# Directions for this task
Copy out every line of the material below without changing anything.
###
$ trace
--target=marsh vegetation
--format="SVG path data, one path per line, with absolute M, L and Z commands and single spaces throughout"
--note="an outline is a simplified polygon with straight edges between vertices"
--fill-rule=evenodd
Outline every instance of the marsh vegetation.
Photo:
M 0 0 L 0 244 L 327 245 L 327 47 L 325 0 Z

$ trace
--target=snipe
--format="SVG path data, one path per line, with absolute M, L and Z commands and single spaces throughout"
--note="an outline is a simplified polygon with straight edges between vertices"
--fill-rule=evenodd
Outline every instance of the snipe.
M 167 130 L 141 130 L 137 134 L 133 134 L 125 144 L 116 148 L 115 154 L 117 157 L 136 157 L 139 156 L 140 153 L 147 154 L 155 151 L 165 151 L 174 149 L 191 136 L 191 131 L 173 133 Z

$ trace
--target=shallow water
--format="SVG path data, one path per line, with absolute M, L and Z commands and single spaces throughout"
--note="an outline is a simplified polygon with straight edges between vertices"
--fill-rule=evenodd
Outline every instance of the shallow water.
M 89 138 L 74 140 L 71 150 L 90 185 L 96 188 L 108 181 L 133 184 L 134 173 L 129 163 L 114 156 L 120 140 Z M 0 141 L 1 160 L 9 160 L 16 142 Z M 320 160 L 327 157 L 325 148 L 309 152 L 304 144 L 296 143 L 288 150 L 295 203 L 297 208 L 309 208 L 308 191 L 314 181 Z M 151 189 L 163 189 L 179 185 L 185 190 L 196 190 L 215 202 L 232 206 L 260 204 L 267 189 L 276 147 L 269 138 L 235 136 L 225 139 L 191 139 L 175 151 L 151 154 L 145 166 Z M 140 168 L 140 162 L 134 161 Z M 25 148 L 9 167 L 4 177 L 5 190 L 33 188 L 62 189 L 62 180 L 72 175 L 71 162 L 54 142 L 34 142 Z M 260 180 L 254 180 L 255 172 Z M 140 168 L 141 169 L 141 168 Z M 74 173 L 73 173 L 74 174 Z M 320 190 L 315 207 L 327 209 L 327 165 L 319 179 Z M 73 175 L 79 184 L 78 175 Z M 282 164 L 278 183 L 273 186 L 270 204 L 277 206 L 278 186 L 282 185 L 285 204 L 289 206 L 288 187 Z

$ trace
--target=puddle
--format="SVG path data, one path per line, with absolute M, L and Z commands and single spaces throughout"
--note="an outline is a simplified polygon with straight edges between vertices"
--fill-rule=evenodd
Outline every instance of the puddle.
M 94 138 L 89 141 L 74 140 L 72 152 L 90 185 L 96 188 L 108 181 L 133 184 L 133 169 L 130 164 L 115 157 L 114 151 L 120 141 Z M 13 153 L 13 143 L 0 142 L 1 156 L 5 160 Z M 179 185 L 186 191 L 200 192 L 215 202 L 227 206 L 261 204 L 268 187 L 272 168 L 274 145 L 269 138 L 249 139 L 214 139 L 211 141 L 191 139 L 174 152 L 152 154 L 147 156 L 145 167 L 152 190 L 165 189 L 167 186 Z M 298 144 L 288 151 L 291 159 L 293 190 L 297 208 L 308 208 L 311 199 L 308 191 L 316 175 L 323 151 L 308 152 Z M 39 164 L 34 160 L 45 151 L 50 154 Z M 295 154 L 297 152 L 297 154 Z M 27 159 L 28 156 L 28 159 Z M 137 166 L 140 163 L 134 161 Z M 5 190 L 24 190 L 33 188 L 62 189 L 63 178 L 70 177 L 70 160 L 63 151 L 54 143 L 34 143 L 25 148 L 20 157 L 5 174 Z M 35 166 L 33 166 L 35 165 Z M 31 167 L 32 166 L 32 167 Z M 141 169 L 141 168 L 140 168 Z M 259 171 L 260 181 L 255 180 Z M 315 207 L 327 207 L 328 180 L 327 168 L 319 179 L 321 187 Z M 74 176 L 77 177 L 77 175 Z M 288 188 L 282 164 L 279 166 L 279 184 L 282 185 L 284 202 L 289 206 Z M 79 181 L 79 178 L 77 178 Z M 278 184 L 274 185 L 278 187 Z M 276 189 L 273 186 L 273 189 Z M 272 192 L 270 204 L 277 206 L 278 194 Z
###
# Completed exercise
$ trace
--target=marsh vegetation
--format="SVG path data, one path per line, with absolute M, L and Z commands and single spaces throughout"
--note="an outline is a simplified polygon with straight edges between vertices"
--fill-rule=evenodd
Outline every instance of the marsh vegetation.
Photo:
M 0 0 L 0 244 L 327 245 L 327 47 L 325 0 Z

$ trace
--target=snipe
--format="SVG path data, one path per line, with absolute M, L and Z commands and single spaces throughout"
--note="an outline is a simplified polygon with straight edges between vertices"
--fill-rule=evenodd
Outline every instance of the snipe.
M 167 130 L 141 130 L 137 134 L 133 134 L 125 144 L 116 148 L 115 154 L 117 157 L 136 157 L 139 156 L 140 153 L 147 154 L 155 151 L 165 151 L 174 149 L 191 136 L 191 131 L 173 133 Z

$ trace
--target=shallow water
--format="SVG path data, one path per line, with absolute M, L and Z commands and single spaces throughout"
--note="an outline is a simplified polygon with straight edges between vertices"
--fill-rule=evenodd
Outline every instance of the shallow water.
M 89 138 L 74 140 L 71 150 L 90 185 L 96 188 L 108 181 L 133 184 L 134 173 L 129 163 L 114 156 L 120 140 Z M 0 141 L 1 160 L 9 160 L 16 142 Z M 320 160 L 327 157 L 325 148 L 309 152 L 304 144 L 296 143 L 288 150 L 295 203 L 297 208 L 309 208 L 308 191 L 314 181 Z M 151 189 L 163 189 L 179 185 L 185 190 L 196 190 L 215 202 L 232 206 L 260 204 L 267 189 L 276 147 L 269 138 L 235 136 L 225 139 L 191 139 L 175 151 L 151 154 L 145 166 Z M 140 168 L 140 162 L 134 161 Z M 25 148 L 9 167 L 4 177 L 5 190 L 33 188 L 62 189 L 62 180 L 72 175 L 71 162 L 54 142 L 34 142 Z M 260 180 L 254 180 L 255 172 Z M 140 168 L 141 169 L 141 168 Z M 74 173 L 73 173 L 74 174 Z M 320 190 L 315 207 L 327 209 L 327 165 L 319 179 Z M 73 175 L 79 184 L 78 175 Z M 282 164 L 278 183 L 273 186 L 270 204 L 277 206 L 278 186 L 282 185 L 285 204 L 289 206 L 288 187 Z

$ trace
--target=puddle
--format="SVG path data, one path per line, with absolute M, L and Z commands and single spaces throughout"
--note="an outline is a simplified polygon with straight edges between vertices"
--fill-rule=evenodd
Outline every instance of the puddle.
M 94 138 L 89 141 L 74 140 L 72 152 L 90 185 L 96 188 L 108 181 L 133 184 L 133 169 L 130 164 L 115 157 L 114 151 L 120 141 Z M 13 153 L 13 143 L 0 142 L 1 156 L 5 160 Z M 179 185 L 186 191 L 200 192 L 215 202 L 227 206 L 261 204 L 268 187 L 272 168 L 274 145 L 269 138 L 249 139 L 214 139 L 211 141 L 191 139 L 174 152 L 152 154 L 147 156 L 145 167 L 152 190 L 165 189 L 167 186 Z M 298 144 L 288 151 L 291 159 L 293 190 L 297 208 L 308 208 L 311 199 L 308 191 L 316 175 L 323 151 L 308 152 Z M 39 164 L 34 160 L 45 151 L 50 154 Z M 295 154 L 297 152 L 297 154 Z M 27 159 L 28 156 L 28 159 Z M 137 166 L 140 163 L 134 161 Z M 5 190 L 24 190 L 33 188 L 62 189 L 63 178 L 70 177 L 70 160 L 63 151 L 54 143 L 34 143 L 25 148 L 20 157 L 5 174 Z M 35 166 L 33 166 L 35 165 Z M 31 167 L 32 166 L 32 167 Z M 141 169 L 141 168 L 140 168 Z M 259 171 L 260 181 L 255 180 Z M 315 207 L 327 207 L 328 180 L 327 168 L 319 179 L 321 187 Z M 74 176 L 77 177 L 77 175 Z M 288 188 L 282 164 L 279 166 L 279 184 L 282 185 L 284 202 L 289 206 Z M 79 181 L 79 178 L 77 178 Z M 278 184 L 274 185 L 278 187 Z M 276 189 L 273 186 L 273 189 Z M 272 192 L 270 204 L 277 206 L 278 194 Z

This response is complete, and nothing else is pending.